_Exercise text_
^^^^^^^^

NEW YORK–(ENEWSPF)–21 January 2010 – United Nations-supported relief efforts to reach the countless victims of Haiti’s devastating earthquake are expanding to areas away from Port-au-Prince, the capital, to smaller towns and communities as aid agencies struggle to ramp up their operations to meet the enormity of the task.
In Léogâne, UN peacekeepers from Sri Lanka are providing security while food is being distributed for some of the nearly 200,000 residents of the town, 18 miles (29 kilometres) west of the capital of the poorest country in the Western hemisphere, the UN mission in Haiti (MINUSTAH) reported today.
A mountain of flattened concrete now rises where a university was under construction, the rubble of destroyed houses piles high along the lanes while others teeter precariously to one side, ready to crumble at the next aftershock, like the tremor, measuring 5.9 on the Richter scale, which rocked the area yesterday.
That aftershock occurred eight days after the original quake measuring 7.0, which according to some estimates killed up to 200,000 people, injured many others and affected 3 million people, a third of the total population.

^^^^^^^^

_Data supplied_

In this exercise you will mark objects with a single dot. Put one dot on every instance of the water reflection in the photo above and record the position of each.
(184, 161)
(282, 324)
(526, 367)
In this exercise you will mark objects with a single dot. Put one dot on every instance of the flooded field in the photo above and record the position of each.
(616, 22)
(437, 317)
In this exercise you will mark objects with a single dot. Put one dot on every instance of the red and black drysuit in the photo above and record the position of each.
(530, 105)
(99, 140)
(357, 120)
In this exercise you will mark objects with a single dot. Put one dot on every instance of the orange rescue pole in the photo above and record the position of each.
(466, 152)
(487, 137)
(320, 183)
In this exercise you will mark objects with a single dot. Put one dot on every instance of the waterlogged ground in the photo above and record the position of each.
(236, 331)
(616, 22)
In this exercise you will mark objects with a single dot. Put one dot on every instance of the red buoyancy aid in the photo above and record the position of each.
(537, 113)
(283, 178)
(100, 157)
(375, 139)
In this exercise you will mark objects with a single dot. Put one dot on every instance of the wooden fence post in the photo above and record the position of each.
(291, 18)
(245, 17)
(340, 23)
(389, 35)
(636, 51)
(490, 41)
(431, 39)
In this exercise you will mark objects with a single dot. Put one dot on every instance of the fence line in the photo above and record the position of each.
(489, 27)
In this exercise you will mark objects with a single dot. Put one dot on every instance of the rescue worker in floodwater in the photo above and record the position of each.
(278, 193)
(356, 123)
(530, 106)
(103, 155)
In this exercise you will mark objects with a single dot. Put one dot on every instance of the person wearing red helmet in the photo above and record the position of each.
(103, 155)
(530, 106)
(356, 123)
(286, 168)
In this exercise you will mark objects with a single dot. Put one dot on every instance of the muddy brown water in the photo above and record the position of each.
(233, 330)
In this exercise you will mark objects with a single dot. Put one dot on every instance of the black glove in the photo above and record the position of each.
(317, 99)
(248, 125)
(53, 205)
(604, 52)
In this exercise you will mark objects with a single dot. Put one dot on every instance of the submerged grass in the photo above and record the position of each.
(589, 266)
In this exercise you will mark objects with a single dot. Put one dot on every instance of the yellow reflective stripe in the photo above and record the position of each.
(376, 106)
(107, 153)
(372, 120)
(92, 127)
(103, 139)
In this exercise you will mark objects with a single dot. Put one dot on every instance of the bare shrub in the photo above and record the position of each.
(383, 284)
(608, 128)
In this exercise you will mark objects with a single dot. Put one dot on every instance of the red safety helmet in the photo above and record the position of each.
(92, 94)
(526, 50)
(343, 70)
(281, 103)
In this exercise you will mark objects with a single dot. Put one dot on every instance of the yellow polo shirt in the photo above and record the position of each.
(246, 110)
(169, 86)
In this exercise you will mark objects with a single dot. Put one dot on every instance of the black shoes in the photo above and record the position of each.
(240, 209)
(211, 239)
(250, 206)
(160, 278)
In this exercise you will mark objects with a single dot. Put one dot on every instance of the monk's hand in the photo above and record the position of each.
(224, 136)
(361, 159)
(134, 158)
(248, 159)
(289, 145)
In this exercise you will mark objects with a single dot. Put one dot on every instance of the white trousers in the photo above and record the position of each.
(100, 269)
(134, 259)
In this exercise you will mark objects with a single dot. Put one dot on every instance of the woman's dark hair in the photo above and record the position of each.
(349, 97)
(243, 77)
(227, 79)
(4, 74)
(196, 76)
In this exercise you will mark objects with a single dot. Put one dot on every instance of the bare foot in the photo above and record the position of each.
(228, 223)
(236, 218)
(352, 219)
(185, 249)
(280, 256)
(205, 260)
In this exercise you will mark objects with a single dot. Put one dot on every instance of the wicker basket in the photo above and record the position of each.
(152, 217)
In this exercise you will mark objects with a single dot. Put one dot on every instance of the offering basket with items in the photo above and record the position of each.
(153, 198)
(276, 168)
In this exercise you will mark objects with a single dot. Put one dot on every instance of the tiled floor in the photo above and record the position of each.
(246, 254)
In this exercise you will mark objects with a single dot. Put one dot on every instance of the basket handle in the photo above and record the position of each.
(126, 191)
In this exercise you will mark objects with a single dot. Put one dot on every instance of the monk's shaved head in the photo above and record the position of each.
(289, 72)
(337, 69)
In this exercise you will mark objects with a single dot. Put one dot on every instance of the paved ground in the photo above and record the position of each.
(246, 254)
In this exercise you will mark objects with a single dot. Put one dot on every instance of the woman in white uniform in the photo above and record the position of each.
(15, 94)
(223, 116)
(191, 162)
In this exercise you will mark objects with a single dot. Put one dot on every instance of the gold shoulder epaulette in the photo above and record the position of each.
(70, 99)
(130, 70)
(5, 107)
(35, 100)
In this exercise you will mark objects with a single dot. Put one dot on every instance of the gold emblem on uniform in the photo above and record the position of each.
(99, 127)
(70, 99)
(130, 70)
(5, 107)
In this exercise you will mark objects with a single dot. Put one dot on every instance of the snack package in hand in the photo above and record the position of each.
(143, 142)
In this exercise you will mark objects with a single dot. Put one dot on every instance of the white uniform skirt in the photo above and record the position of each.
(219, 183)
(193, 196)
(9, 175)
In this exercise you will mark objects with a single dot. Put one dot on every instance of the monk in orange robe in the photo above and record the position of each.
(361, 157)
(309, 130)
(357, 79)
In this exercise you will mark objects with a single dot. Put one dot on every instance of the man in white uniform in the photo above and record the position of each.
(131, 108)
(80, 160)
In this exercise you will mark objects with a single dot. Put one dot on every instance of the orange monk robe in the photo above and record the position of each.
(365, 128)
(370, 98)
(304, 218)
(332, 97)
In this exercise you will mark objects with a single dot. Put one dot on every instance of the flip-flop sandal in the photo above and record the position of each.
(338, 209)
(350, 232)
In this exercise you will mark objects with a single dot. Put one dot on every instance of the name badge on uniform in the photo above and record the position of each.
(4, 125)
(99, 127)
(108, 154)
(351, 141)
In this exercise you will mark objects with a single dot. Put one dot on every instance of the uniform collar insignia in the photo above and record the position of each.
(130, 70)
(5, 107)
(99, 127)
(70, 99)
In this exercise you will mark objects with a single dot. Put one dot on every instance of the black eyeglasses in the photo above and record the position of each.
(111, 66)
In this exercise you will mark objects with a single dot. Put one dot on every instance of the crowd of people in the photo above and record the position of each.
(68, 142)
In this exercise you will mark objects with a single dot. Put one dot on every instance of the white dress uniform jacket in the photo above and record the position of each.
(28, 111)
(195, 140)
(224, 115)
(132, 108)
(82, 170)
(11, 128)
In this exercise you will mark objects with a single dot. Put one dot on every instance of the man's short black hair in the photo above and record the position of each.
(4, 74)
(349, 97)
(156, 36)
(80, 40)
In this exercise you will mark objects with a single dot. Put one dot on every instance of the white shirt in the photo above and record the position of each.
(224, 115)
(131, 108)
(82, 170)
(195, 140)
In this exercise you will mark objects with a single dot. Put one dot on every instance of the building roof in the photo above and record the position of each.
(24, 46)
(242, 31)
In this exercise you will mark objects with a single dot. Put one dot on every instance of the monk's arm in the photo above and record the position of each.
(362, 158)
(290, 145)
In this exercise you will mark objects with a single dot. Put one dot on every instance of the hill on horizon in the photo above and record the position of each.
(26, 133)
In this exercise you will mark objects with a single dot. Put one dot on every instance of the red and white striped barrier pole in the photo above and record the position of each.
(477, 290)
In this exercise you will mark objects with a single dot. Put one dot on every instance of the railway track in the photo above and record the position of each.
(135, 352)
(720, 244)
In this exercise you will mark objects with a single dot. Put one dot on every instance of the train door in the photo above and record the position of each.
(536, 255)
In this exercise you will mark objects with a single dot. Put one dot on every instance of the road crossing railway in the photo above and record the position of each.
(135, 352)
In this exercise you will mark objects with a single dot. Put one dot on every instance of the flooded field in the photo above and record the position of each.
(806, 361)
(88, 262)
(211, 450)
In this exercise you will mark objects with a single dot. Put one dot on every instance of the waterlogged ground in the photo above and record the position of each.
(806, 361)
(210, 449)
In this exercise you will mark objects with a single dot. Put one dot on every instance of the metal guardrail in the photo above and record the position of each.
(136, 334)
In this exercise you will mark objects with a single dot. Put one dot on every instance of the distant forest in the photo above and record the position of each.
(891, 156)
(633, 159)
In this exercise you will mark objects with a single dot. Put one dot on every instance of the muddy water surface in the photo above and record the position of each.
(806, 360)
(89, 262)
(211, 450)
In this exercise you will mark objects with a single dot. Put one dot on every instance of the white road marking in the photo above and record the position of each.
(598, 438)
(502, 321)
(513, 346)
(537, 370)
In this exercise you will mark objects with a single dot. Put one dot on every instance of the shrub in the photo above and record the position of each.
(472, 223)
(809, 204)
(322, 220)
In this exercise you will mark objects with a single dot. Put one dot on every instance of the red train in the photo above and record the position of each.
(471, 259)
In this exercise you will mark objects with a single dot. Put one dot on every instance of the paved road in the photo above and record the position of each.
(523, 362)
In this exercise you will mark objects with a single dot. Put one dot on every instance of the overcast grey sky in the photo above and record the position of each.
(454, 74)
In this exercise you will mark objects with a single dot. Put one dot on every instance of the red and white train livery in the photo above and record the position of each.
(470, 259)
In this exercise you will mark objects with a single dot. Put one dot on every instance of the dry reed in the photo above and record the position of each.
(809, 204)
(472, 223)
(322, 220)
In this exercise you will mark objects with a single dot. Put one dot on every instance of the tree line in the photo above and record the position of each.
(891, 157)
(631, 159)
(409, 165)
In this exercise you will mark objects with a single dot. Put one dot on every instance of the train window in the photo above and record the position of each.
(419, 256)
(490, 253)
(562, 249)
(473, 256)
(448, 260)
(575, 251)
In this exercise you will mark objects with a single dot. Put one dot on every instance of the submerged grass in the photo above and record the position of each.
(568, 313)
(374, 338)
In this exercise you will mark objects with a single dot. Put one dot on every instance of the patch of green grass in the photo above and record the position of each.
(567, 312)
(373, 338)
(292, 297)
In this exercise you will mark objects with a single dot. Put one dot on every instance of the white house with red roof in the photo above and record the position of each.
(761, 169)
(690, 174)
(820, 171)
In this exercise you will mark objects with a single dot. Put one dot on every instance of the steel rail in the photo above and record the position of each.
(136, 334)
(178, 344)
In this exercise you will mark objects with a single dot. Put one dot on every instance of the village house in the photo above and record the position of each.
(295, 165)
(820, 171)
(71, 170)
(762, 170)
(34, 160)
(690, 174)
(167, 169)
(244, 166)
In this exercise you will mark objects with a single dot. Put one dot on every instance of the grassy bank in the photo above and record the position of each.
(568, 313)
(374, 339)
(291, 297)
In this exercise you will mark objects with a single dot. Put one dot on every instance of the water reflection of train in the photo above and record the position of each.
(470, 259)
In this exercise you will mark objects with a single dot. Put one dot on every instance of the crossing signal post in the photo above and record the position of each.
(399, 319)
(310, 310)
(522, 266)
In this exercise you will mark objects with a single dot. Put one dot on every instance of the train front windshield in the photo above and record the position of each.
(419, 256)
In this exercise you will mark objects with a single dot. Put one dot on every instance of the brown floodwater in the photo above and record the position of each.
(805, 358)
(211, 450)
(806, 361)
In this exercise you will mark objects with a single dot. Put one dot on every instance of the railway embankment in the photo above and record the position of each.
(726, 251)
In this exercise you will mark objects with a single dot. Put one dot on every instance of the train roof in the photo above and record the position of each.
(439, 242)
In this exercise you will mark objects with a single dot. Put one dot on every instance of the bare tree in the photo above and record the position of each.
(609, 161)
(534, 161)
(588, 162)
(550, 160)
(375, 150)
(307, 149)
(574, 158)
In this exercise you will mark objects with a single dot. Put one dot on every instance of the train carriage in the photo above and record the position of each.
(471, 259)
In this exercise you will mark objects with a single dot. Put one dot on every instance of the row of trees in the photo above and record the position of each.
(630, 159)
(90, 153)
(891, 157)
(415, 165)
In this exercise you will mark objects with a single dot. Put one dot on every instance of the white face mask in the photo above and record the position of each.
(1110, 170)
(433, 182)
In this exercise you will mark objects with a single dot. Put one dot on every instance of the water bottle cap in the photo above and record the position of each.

^^^^^^^^

_Action item_
In the Haiti earthquake report, which country are the UN peacekeepers providing security in Léogâne from?

_Exercise solution_
Sri Lanka